**Data for this task**
**********
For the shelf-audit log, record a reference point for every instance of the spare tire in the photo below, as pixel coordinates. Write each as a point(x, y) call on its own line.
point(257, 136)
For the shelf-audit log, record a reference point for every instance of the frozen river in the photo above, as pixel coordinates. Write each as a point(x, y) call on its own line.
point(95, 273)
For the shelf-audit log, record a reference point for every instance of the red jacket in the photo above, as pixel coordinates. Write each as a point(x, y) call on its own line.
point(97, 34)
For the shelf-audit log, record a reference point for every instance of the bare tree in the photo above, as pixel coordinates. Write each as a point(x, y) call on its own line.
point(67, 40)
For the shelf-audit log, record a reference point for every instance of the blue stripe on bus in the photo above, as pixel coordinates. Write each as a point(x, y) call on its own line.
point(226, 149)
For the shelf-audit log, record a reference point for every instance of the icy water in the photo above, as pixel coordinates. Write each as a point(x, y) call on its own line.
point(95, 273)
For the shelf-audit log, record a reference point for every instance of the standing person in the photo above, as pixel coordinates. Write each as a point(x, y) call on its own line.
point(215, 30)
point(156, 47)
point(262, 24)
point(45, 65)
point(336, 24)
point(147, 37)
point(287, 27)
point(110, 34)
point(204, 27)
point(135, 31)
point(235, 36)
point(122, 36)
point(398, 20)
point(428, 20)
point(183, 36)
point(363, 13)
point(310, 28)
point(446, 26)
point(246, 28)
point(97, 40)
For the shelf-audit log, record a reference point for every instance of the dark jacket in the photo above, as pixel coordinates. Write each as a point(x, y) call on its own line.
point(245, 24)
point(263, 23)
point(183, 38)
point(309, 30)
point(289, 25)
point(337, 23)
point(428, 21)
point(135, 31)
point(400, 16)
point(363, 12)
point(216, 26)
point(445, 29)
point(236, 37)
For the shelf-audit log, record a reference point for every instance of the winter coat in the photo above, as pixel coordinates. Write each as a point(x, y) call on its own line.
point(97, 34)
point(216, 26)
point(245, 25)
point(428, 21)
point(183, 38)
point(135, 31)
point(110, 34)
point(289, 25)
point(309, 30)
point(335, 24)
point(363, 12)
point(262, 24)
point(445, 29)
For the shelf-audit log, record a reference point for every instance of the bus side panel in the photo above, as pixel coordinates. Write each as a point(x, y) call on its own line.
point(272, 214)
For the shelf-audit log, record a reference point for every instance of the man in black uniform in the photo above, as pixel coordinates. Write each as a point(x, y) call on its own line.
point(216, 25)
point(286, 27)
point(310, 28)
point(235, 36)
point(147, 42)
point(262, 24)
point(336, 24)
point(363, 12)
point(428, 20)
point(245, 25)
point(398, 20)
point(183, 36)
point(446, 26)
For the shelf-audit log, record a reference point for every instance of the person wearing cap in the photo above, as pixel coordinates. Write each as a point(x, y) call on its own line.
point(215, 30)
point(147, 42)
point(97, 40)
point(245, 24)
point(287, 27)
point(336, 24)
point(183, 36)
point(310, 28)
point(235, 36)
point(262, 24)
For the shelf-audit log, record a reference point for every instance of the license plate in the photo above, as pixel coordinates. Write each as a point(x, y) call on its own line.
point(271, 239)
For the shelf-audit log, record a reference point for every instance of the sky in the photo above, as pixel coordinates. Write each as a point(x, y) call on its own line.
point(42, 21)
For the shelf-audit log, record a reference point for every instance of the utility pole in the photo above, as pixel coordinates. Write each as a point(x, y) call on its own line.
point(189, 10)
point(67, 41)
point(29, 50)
**********
**Assignment**
Would you transcribe, unchanged, every line of the material from the one containing "of the utility" to the very end, including both, and nothing else?

**Task solution**
For the shelf-audit log, record a reference point for every instance of the utility pole in the photo above, as pixel coordinates. Write each as a point(x, y) call on its own line.
point(189, 10)
point(67, 41)
point(29, 50)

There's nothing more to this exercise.